Tasks —
A - In the passage on Zimbabwe's health and education systems, whose government left Zimbabwe a sound health and education system in 1980?
B - Extend the passage on Zimbabwe's health and education systems, continuing after its final sentence.

===== Document extract =====

In 1980, Zimbabwe inherited a sound health and education system from Ian Smith’s government. In the formative years of its independence, Robert Mugabe managed to enhance Zimbabwe’s education system through building new schools, and promoting education for all.

Fast forward to year 2008, Zimbabwe’s national infrastructure deteriorated disproportionately as foreign direct investments into the country continued to dwindle since year 2000, which coincided with the beginning of Zimbabwe’s land reform exercise.

Fast forward again to year 2018, Zimbabwe found itself in the same economic trap that choked it’s businesses in 2007-2008 when it registered world record breaking inflation rates.

Since then, the health system has continued to decimate to the extent that being poor and falling sick in Zimbabwe today is synonymous to a death trap as medical costs are now beyond reach for many. Health practitioners in government run health institutions continue protesting against poor working conditions and poor remuneration through giving partial commitment to their jobs.

===== Listed entries =====

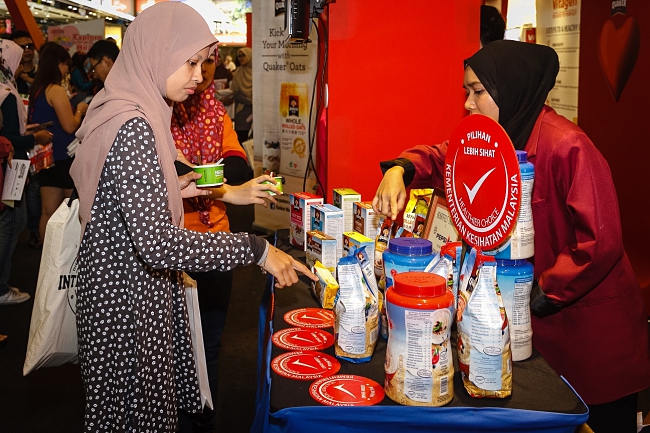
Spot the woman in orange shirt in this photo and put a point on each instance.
(204, 133)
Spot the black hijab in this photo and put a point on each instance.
(518, 76)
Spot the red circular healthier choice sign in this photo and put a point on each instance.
(303, 339)
(482, 182)
(310, 318)
(305, 365)
(346, 390)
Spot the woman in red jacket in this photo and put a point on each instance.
(589, 319)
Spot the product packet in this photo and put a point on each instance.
(484, 354)
(326, 287)
(356, 308)
(381, 243)
(415, 212)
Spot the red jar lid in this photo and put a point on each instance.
(420, 284)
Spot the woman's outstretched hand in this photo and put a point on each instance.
(283, 267)
(188, 185)
(255, 191)
(391, 195)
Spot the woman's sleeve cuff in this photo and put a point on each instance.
(407, 165)
(541, 305)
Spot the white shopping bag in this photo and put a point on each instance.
(53, 330)
(192, 299)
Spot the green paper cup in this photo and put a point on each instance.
(211, 175)
(278, 184)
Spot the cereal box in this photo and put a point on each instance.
(300, 219)
(326, 287)
(344, 198)
(321, 248)
(329, 220)
(353, 240)
(366, 221)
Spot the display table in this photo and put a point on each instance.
(541, 401)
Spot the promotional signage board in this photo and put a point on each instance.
(482, 182)
(305, 365)
(310, 318)
(303, 339)
(346, 390)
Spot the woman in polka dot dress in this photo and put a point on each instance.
(134, 342)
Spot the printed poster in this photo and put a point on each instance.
(77, 37)
(558, 26)
(283, 77)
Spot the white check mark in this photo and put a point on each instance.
(297, 362)
(472, 192)
(342, 389)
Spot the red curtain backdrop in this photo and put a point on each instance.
(395, 80)
(620, 129)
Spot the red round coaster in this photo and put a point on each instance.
(305, 365)
(303, 339)
(346, 390)
(310, 318)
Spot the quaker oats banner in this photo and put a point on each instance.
(283, 77)
(558, 26)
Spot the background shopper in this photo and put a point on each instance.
(203, 132)
(14, 118)
(49, 102)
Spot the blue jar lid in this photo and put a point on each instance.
(410, 246)
(506, 262)
(522, 156)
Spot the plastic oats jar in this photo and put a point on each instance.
(419, 366)
(515, 280)
(406, 255)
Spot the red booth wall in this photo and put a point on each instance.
(395, 77)
(619, 128)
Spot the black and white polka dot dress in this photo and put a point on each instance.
(134, 341)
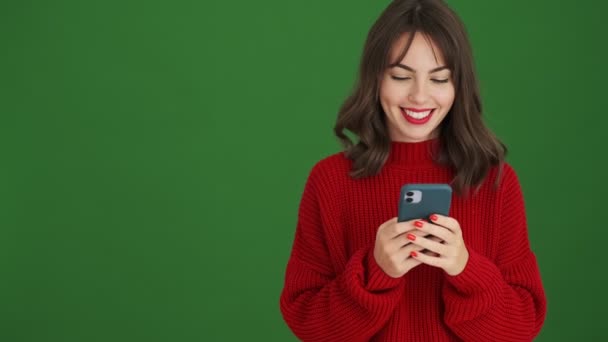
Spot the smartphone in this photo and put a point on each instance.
(419, 201)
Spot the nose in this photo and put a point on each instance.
(418, 92)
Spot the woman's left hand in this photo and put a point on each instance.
(451, 254)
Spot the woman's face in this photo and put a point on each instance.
(417, 93)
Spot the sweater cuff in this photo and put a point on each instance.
(479, 275)
(376, 279)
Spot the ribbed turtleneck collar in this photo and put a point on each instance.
(413, 153)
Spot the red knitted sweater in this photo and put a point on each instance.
(335, 291)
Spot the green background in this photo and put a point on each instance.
(153, 155)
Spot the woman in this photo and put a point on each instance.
(355, 273)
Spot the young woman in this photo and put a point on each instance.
(355, 273)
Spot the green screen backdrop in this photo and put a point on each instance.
(153, 155)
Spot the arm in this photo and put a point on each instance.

=====

Expected responses —
A - Ian Smith's government.

B -
The education system has also joined the fray, with students in government institutions facing a mammoth task to learn as teachers embark on a national strike, again against poor working conditions and poor remuneration. These students constitute the bulk of Zimbabwe’s primary and secondary school students, and if education is the key to success, then if this knowledge loss is not urgently abated, Zimbabwe’s future is doomed.

Zimbabweans may argue and brandish their education and health practitioners as unpatriotic, but at the end of the day, if the education and health workers are not motivated, then the student and the patient’s lives are at risk.

A country’s health is a country’s wealth. Again, knowledge is power. Zimbabwe must take an inclusive approach in addressing these new twin evils that stand in the way of its economic objectives – Vision 2030.